[Tasks for this exercise]:
- a) According to the curriculum text, which program was the first half of the semester based on?
- b) Say whether each statement agrees with the curriculum text, and quote the words that decide it: (i) The students' portfolios were folders whose permissions were set by hand. (ii) The modern learning management system was available from the start in February. (iii) The teachers knew where to find everything in the channels.
- c) Rewrite the curriculum text between "If I were to" and "to the project.", inclusive, replacing "effective" with "clear".

::: Text block :::

Now, as we exit the Christmas holiday, I finally feel able to paint a picture. It’s not all bright colors and beautiful landscapes, but the view looks promising.
For those of you who don’t remember the earlier piece, a summary: we switched from a traditional course-based curriculum to a project-based curriculum, where the students had to choose how to show that they could use their electrical engineering knowledge. The philosophy is that being able to apply knowledge and skills in the right context is a good signal that someone understands what they’ve learned. That means we have to set the right context and provide the students the opportunity to acquire the right knowledge and skills.
We are, as I said early, not there yet. But the progress is now visible.
If I were to summarize what we have learned in the past year: good educational tools really matter, global communication with students has to be effective, and teachers have to subordinate their lessons to the project.
The tools
Prior to this new approach to teaching, I have gone through various iterations. I’ve tried being that teacher with a million slides per lesson. I’ve tried being the chalk and talk teacher with no slides. I’ve tried being the teacher with bells-and-whistles interactive lesson material. In a traditional setup with a focus on direct instruction, the tools are up to the individual teacher.
In an integrated curriculum, where the students are expected to take the initiative and need timely and good feedback, the tools really really matter and cannot always be left up to the individual teacher. When we started in February, our current learning management system couldn’t easily support us. A modern learning management system was promised and I managed to get us in the pilot for its roll out… but it wasn’t going to be available until the middle of the semester. We still didn’t have a good tool to support the students, who needed to gather what they’ve done into what we termed portfolios. And, we didn’t have a good way to formalize the feedback given to students.
In the end, the first half of the semester ended up based on Microsoft Teams. Teams is Sharepoint in a suit and bowtie that hides the missing arm, broken knee, and brain damage. The students’ portfolios were basically folders with permissions manually set to restrict access. Channels were used to store relevant learning material, exercises, and project information. No one, not even the teachers, knew where to find anything.

::: Data excerpts :::

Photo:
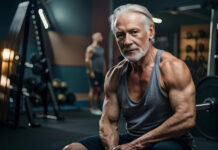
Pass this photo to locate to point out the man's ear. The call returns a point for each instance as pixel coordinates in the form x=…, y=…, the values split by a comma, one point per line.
x=151, y=31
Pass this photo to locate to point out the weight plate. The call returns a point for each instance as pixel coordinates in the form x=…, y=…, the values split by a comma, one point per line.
x=207, y=120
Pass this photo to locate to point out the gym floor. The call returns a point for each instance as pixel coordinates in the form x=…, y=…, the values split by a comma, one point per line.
x=55, y=134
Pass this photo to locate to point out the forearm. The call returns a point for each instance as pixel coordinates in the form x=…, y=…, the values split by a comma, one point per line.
x=172, y=128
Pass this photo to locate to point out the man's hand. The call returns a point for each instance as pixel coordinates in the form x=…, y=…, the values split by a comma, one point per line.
x=92, y=74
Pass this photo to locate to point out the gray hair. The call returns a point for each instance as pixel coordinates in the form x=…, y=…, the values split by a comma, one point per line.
x=131, y=7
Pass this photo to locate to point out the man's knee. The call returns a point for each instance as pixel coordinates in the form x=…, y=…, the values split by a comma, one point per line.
x=75, y=146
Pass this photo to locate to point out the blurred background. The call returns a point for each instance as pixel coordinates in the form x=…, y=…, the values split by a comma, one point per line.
x=44, y=81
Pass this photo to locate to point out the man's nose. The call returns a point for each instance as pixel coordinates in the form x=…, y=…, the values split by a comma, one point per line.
x=128, y=40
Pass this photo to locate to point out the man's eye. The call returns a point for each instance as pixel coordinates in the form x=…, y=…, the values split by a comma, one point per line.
x=120, y=36
x=134, y=32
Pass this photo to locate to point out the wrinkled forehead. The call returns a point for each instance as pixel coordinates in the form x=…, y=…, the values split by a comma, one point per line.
x=129, y=18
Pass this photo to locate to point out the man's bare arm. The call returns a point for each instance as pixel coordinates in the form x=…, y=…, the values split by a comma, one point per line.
x=88, y=56
x=182, y=98
x=111, y=112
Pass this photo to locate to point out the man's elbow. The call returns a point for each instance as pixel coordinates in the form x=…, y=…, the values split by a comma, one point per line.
x=190, y=123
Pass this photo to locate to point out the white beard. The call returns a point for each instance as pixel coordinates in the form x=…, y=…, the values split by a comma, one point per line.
x=138, y=55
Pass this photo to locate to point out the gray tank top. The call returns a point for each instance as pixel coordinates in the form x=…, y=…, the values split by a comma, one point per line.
x=153, y=108
x=97, y=60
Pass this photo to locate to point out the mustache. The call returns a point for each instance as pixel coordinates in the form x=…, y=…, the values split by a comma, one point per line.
x=132, y=47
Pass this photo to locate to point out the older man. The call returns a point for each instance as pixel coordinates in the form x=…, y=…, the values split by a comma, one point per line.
x=152, y=88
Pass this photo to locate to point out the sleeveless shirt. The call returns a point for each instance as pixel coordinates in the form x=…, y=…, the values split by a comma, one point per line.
x=152, y=109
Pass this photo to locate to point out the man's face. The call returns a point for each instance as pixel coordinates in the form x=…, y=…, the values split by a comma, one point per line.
x=131, y=36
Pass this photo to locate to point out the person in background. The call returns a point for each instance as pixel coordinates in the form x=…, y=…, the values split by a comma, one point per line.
x=94, y=59
x=152, y=88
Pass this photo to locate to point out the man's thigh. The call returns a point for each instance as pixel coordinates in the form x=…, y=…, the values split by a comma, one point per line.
x=170, y=145
x=94, y=142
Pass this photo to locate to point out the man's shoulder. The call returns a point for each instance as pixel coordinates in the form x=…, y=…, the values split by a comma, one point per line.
x=173, y=68
x=169, y=60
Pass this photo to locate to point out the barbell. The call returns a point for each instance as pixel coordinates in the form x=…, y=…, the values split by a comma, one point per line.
x=207, y=107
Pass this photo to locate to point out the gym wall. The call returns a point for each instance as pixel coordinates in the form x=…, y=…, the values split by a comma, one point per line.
x=71, y=34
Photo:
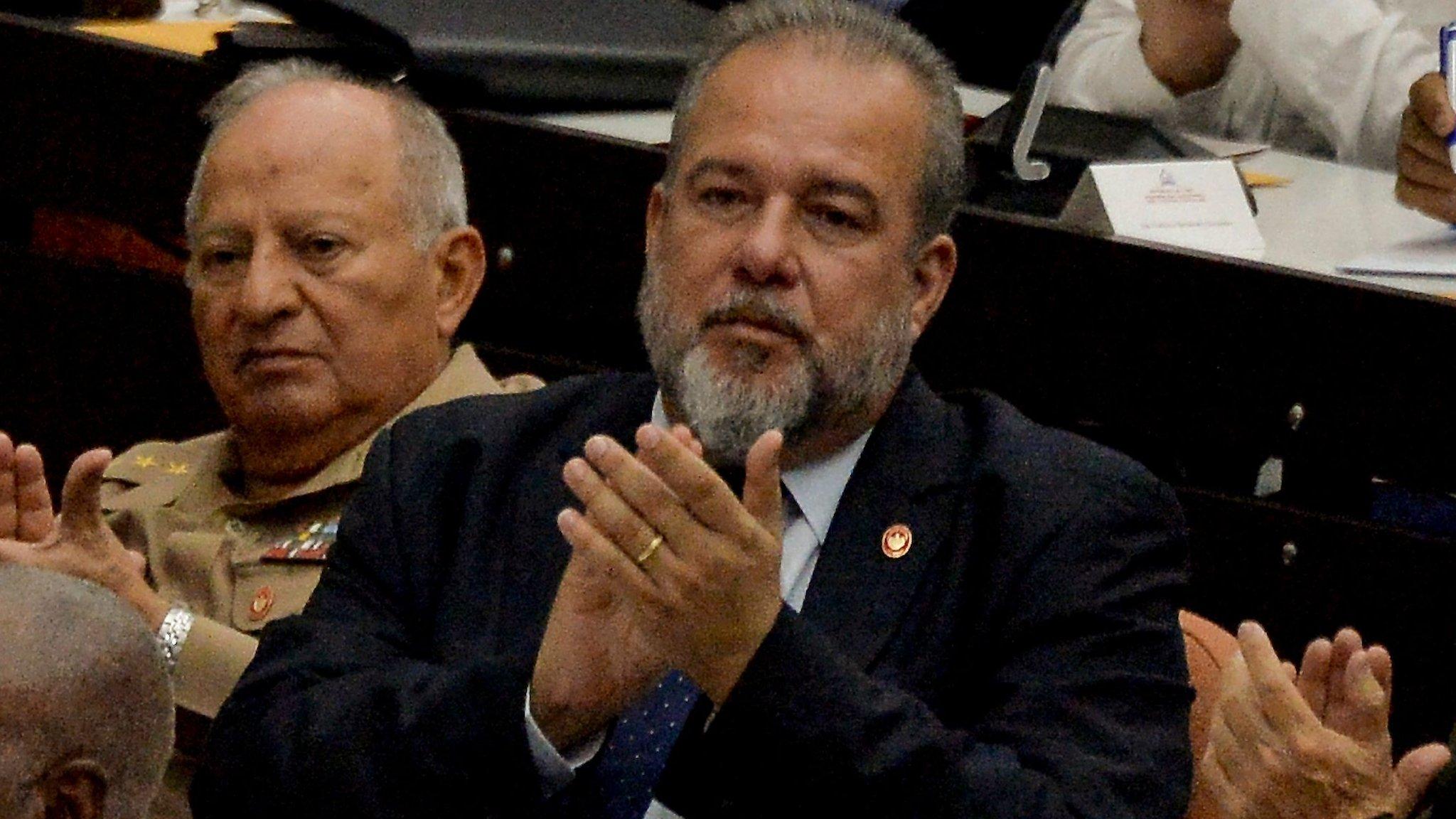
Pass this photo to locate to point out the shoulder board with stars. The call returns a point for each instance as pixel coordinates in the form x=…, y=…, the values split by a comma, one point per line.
x=150, y=461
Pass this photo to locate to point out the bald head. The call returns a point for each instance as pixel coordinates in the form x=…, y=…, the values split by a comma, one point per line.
x=85, y=700
x=432, y=180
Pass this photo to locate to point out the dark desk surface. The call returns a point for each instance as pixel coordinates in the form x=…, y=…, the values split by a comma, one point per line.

:::

[Full answers]:
- a) Microsoft Teams

- b)
(i) Yes: "The students’ portfolios were basically folders with permissions manually set to restrict access."
(ii) No: "it wasn’t going to be available until the middle of the semester."
(iii) No: "No one, not even the teachers, knew where to find anything."

- c)
If I were to summarize what we have learned in the past year: good educational tools really matter, global communication with students has to be clear, and teachers have to subordinate their lessons to the project.